[Stored data]
##############################

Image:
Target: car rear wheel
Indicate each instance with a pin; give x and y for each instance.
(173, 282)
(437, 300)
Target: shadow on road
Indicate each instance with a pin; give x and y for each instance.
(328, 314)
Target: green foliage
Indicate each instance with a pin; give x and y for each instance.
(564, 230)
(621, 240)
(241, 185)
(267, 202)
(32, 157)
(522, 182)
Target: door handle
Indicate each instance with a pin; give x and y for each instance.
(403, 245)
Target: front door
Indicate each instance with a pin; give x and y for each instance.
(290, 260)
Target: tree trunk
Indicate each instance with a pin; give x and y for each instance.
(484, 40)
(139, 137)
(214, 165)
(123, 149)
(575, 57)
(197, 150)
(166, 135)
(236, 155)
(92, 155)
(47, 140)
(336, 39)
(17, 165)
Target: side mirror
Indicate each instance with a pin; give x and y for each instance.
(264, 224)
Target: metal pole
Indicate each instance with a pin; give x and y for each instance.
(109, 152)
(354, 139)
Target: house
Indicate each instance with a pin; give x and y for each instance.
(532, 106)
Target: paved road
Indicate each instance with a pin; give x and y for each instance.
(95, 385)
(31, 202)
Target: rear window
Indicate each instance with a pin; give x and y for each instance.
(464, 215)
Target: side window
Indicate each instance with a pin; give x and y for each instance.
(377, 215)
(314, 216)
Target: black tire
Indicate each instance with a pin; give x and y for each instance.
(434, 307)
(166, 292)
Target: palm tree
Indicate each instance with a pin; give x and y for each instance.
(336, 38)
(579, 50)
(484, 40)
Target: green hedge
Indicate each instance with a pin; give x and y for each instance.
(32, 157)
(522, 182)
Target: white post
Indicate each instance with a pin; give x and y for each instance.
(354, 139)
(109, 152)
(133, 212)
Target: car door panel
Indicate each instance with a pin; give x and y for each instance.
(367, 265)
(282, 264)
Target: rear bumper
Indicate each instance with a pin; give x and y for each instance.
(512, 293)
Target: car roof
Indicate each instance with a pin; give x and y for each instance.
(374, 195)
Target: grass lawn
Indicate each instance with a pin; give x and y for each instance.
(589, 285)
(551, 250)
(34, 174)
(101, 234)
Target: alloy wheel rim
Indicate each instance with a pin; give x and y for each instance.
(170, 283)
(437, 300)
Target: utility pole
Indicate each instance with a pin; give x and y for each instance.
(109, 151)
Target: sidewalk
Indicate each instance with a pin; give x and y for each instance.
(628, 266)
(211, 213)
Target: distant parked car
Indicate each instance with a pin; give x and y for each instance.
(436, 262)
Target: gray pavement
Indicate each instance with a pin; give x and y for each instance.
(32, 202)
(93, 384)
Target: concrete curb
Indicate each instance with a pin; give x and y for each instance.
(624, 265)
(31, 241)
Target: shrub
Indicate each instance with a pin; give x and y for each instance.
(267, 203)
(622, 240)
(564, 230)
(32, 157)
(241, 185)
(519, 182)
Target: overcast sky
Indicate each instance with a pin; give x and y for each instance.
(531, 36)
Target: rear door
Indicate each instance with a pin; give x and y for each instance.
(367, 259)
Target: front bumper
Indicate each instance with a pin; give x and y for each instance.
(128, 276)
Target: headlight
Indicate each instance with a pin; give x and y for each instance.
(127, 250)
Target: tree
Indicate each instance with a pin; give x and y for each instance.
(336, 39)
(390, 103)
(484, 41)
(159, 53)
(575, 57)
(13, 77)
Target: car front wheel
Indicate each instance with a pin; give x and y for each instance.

##############################

### Task to carry out
The required output is the span of lines from the one containing "Target: gray pavement" to the last line, reproduced character for character.

### Answer below
Target: gray pavement
Indicate each instance with a pin; give x and y for each instance.
(32, 202)
(93, 384)
Target: concrete curb
Indicate each instance with a pin; give x and y for each instance.
(624, 265)
(31, 241)
Target: shrub
Indicate each instance with a pin; give x and y for each instance.
(267, 203)
(622, 240)
(564, 230)
(32, 157)
(241, 185)
(519, 182)
Target: overcast sky
Indicate each instance with a pin; give x and y for each instance.
(531, 36)
Target: rear door
Indicate each instance with a pin; give x and y for each instance.
(367, 259)
Target: front bumper
Indicate each instance with a pin; give x and y for each instance.
(128, 276)
Target: headlight
Indicate each instance with a pin; give x and y for each instance.
(127, 250)
Target: tree
Indicate each instance with a pin; give x and y for each instance.
(336, 39)
(390, 103)
(484, 41)
(159, 53)
(575, 57)
(13, 77)
Target: car front wheel
Indicate each instance with a pin; give x and y for each instance.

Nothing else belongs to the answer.